DATA SUPPLIED section start

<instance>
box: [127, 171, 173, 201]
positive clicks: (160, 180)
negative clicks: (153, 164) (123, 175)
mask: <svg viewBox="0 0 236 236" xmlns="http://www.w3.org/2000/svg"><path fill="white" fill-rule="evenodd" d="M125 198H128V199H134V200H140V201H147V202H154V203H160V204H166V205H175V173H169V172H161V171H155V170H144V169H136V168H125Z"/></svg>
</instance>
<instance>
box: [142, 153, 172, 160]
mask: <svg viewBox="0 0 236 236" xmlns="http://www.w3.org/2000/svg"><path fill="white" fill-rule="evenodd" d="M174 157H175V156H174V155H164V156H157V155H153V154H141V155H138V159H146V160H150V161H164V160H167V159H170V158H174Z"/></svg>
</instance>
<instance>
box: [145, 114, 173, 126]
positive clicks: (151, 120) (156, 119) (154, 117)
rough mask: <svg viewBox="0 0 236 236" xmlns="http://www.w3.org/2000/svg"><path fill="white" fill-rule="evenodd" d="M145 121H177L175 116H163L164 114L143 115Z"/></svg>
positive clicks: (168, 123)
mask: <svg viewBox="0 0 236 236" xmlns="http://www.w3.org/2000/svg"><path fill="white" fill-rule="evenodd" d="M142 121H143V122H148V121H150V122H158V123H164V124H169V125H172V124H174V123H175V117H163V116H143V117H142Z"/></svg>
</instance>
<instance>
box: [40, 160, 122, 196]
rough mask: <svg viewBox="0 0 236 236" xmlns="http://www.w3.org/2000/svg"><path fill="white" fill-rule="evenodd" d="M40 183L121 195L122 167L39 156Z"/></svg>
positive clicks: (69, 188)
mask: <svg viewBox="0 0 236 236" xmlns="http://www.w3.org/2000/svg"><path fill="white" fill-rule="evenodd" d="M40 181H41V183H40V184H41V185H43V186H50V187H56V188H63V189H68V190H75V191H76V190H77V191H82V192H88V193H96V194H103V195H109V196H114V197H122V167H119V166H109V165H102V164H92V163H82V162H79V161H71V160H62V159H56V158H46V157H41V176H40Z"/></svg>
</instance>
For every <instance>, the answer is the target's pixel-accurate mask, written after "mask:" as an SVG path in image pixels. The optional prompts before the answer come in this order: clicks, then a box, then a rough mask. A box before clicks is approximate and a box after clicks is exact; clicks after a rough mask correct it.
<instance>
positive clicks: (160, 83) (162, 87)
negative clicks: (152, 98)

DATA SUPPLIED section end
DATA SUPPLIED section start

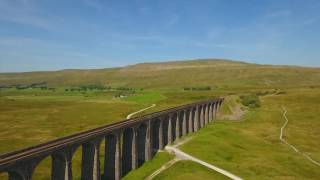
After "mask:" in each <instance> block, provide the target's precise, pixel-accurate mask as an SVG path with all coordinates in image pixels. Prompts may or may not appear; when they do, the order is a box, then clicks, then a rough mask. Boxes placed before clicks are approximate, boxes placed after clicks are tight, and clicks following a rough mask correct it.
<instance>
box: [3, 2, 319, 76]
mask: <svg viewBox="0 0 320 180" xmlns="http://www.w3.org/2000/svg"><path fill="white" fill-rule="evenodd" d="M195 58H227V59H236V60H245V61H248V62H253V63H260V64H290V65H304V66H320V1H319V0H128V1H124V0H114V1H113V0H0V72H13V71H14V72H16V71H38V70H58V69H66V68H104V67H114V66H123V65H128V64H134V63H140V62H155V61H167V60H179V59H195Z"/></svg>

DATA SUPPLIED section end

* [TO DO]: Pick out each line in the items above that contains the string "clicks" and copy those lines in full.

* [ANSWER TO THIS EXERCISE]:
positive clicks: (160, 180)
negative clicks: (153, 164) (123, 175)
positive clicks: (151, 120) (156, 119) (154, 117)
positive clicks: (168, 123)
positive clicks: (69, 188)
For every <instance>, the answer is the target's pixel-accurate mask, written after "mask:" as an SVG path in image pixels. The optional prompts before the answer come in this order: clicks, then a box, then a rough mask. A box before clicks is approximate and a box after clicks is exact; clicks after a rough mask correct it.
positive clicks: (160, 83) (162, 87)
negative clicks: (152, 98)
After "mask:" in each <instance> block, provide the target's precise, pixel-accurate mask as an SVG path with all coordinates in image pixels. Prompts may or may not appear; when they do, the order is a box, then clicks, then a rough mask. Boxes placed before clicks are approximate, boxes placed after clicks are tight, and clicks following a rough mask correct it.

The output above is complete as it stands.